Ausgangstext:
Studienanfänger sind in der jetzigen Umbruchphase daher fast zu bemitleiden - manche dürften sich wie Versuchskaninchen vorkommen. Denn sie bekämen noch viel Unausgegorenes aufgetischt, beklagt Florian Keller vom Dachverband der Studentenschaften in Deutschland fzs in Berlin. Vielerorts sei die Umstellung übers Knie gebrochen worden. Das Ergebnis: Die Reform wurde zwar schnell umgesetzt, aber ohne Rücksicht auf Verluste - Operation gelungen, Patient tot.

Inzwischen geben sich auch die Verantwortlichen einsichtig: "Wir wissen gut, dass mancherorts die Prüfungslast zu hoch ist oder Studienpläne zu eng geplant sind", sagt Margret Wintermantel, Präsidentin der Hochschulrektorenkonferenz (HRK) in Bonn.Für Studienanfänger in diesem Herbst kommt diese Einsicht aber zu spät, sagt Meyer auf der Heyde. Sie müssen sich noch durch die jetzigen Lehrpläne kämpfen.

Die folgenden Tipps helfen Studienanfängern gegen die Bacheloritis:

Gemeinsam statt einsam lernen: Viele fühlen sich im Bachelor alleingelassen: Laut dem Hochschul-Informations-System (HIS) in Hannover beklagen 38 Prozent in den Naturwissenschaften mangelndes Feedback von den Professoren, in den Sozialwissenschaften sogar 49,8 Prozent. Da hilft es, sich mit anderen auszutauschen - auch, um sich mal den Frust von der Seele zu reden. 2Man merkt dann: Ich bin nicht der einzige, der Probleme hat2, sagt Meyer auf der Heyde.

Prüfungsangst nicht unter den Teppich kehren: Studienanfänger sollten rechtzeitig Hilfe in Anspruch nehmen, wenn sie merken, dass ihnen alles zu viel wird, rät Keller. Dazu gehört, vor einem Studienabbruch mit einem Studienberater zu reden. Und wer Prüfungsangst hat, muss sich nicht als Weichei fühlen - er leidet bloß unter dem ganz normalen Bachelor-Wahnsinn. Studenten sollten daher keine Hemmungen haben, psychische Probleme anzusprechen, ergänzt Meyer auf der Heyde. "Das ist nichts Ehrenrühriges."

Aufgaben:
#1 Nenne alle Städte, die im Text über Studienanfänger im Bachelor vorkommen.
#2 Führe den Text über Studienanfänger im Bachelor nach seinem letzten Satz weiter.

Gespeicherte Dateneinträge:

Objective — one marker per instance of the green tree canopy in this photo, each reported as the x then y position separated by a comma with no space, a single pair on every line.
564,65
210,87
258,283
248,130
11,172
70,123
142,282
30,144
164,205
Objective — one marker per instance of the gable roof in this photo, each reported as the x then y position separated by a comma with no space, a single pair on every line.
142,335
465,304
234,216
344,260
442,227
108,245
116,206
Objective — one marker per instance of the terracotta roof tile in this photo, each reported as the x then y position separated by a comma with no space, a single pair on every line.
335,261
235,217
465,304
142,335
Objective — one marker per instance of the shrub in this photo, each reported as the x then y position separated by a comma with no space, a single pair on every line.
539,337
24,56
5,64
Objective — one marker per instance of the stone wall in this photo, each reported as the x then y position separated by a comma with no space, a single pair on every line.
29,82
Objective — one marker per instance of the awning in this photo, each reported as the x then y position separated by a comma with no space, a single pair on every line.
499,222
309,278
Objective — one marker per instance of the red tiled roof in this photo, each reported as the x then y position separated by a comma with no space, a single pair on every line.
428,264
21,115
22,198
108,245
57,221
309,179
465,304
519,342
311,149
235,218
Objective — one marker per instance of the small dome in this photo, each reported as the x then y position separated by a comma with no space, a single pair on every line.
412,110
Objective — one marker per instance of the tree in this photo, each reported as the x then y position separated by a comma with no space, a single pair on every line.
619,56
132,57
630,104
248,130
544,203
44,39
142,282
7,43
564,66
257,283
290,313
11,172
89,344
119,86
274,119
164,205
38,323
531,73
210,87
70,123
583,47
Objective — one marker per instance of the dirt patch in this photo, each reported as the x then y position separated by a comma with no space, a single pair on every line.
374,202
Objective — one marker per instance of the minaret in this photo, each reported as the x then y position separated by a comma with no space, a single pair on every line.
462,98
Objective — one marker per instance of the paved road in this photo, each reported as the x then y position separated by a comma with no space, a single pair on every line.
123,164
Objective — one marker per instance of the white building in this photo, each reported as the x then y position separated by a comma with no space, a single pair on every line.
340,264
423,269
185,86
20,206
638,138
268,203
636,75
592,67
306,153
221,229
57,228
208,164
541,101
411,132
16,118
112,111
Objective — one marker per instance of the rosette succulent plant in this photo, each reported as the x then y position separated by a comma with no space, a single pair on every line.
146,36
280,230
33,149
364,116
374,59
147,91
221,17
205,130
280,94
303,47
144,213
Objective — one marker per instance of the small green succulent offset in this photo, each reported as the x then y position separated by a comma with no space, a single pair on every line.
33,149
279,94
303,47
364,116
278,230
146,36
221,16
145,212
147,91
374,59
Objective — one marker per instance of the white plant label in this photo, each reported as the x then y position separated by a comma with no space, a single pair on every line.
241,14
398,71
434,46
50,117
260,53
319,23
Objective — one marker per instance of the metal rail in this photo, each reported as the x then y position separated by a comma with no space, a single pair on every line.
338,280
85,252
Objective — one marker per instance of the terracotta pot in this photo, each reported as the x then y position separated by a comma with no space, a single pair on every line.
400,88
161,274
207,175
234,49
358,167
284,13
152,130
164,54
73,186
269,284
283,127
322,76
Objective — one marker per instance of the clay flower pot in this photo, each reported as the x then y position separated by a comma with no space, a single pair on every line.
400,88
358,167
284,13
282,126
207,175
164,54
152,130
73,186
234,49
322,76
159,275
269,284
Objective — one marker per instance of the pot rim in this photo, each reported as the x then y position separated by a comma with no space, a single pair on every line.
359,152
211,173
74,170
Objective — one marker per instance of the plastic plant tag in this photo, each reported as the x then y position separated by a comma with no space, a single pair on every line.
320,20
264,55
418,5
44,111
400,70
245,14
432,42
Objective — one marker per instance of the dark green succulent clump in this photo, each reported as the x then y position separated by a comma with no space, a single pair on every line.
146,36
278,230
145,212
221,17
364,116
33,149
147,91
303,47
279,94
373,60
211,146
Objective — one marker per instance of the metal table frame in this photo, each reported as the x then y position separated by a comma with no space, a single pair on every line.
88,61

Lösungen:
#1 Berlin, Bonn, Hannover

#2
Lernen, mit dem Stress umzugehen: Kurse zur Prüfungsvorbereitung und zum Zeitmanagement können laut Meyer auf der Heyde helfen, die Abwehrkräfte gegen die Bacheloritis zu stärken. Studenten lernen darin, sich den Stoff einzuteilen und bei vollen Stundenplänen den Überblick zu behalten. Das hilft, mit der Belastung besser umzugehen.

Das Hamsterrad anhalten

Finanziell vorsorgen: Bacheloreinsteiger müssen vor Semesterbeginn ihre Studienfinanzierung klären, rät Meyer auf der Heyde. Die dichten Lehrpläne ließen kaum Zeit, um neben dem Studium zu jobben. Wenn zum Zeit- und Leistungsdruck aber noch Finanzsorgen kommen, ist das oft der Anfang vom Ende. So denkt nach einer Umfrage des Instituts für Demoskopie Allensbach derzeit jeder dritte Student in den ersten Semestern über einen Studienabbruch nach oder hat ihn schon einmal erwogen. Drei Viertel der akut Betroffenen sagen, dass sie Probleme haben, ihr Studium zu finanzieren.

Das Hamsterrad anhalten: Wer merkt, dass er mit dem Lehrplan nicht mithalten kann, sollte rechtzeitig mehr Zeit einplanen. Dabei müssen Studenten aber genau hingucken, welche Kurse und Prüfungen sich im nächsten Semester nachholen lassen. Ein Semester dranzuhängen, sei oft nicht einfach, weil viele Lehrpläne einen Jahresrhythmus haben, erklärt Keller. Wer aber gleich zwei Extrarunden dreht, fliegt unter Umständen ganz raus.

Wechseln statt aussteigen: Bekommen Studenten den Bachelor-Blues, dürfen sie nicht gleich die Flinte ins Korn werfen. Vor einem Studienabbruch sollten sie einen Fach- oder Ortswechsel erwägen. "Da muss man zu Beginn die Augen offenhalten und sich fragen: Ist das Fach das richtige? Und die Uni auch?", erklärt Keller. Bevor sie sich nur noch durchs Studium quälen, sollten Studienanfänger lieber rechtzeitig reagieren. "Wenn man nach dem ersten Semester merkt, dass es das falsche Fach ist, ist ein klarer Cut oft das Beste."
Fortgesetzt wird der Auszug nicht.